**PAGE EXCERPT**
------------------------------------

# Leave the large bag of cannabis at home



## Kozlow (Oct 25, 2002)

BREVARD COUNTY

If it wasn't for Officer Alex Terrero's "Officer Safety Awareness," a successful arrest could have gone bad. On the night of January 15, Officer Terrero located a man fishing in a restricted area on Crane Creek. The man was verbally warned about the violation and was asked to produce a saltwater fishing license or ID to show proof of residency. The man had neither and gave Officer Terrero false information regarding his identification. Officer Terrero walked back to the man's truck in order to obtain identification and located a large bag of cannabis in plain view sitting on the center console of the truck. The man was acting very suspicious and was showing signs of violent tendencies. He repeatedly attempted to get to the passenger seat of the truck in order to locate his wallet. Each time Officer Terrero directed him away from the truck, the man continued to disobey orders by walking towards the passenger seat of the truck. Melbourne PD officers arrived and the officers placed the man under arrest by using three sets of handcuffs due to his large size. A search of the passenger seat revealed box cutters, a large butcher knife, and an ice pick, but no wallet. The man was interviewed and would not deny accusations that he intended to harm Officer Terrero with these weapons. He was booked into Brevard County jail for felony possession of cannabis (188 grams), possession of drug paraphernalia, and possession of cannabis with intent to sell.

------------------------------------

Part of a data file
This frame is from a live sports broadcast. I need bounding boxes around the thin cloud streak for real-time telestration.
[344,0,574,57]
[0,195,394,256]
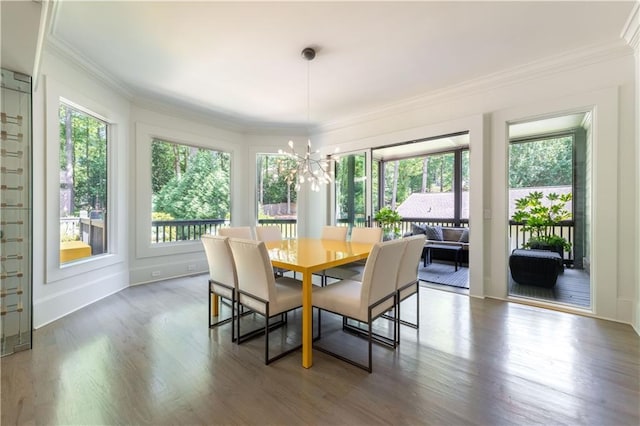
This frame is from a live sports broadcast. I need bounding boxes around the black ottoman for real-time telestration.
[509,249,563,288]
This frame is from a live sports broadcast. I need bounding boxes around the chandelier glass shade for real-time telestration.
[278,140,333,192]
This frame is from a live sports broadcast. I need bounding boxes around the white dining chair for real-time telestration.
[229,238,302,364]
[313,240,405,373]
[322,227,382,286]
[218,226,254,240]
[256,225,296,278]
[396,235,426,343]
[200,234,238,341]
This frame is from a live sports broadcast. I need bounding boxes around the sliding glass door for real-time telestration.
[335,151,371,228]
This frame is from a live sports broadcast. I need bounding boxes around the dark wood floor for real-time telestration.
[0,276,640,425]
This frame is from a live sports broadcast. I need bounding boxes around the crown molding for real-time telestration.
[318,40,633,132]
[45,0,133,100]
[620,2,640,52]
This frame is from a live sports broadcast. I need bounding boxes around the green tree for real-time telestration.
[154,149,230,220]
[59,104,107,215]
[509,136,573,188]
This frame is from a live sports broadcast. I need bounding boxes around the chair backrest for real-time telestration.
[256,226,282,242]
[351,227,382,244]
[360,239,406,306]
[229,238,276,300]
[218,226,253,240]
[200,234,238,288]
[396,234,427,288]
[320,226,349,241]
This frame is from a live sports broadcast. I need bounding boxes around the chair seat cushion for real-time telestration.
[210,282,233,300]
[324,263,364,281]
[313,280,393,322]
[313,279,367,321]
[240,277,302,316]
[400,281,418,301]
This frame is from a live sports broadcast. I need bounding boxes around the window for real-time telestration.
[379,148,469,226]
[256,154,298,238]
[151,139,231,244]
[335,153,367,227]
[58,103,108,264]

------------------------------------

**TASK OBJECTIVE**
Please answer these questions about the arrest account above:
1. Where was the man fishing when Officer Terrero located him?
2. How many sets of handcuffs were used to arrest him?
3. How many grams of cannabis was he charged with possessing?

**ANSWER TO THIS EXERCISE**
1. In a restricted area on Crane Creek.
2. Three.
3. 188 grams.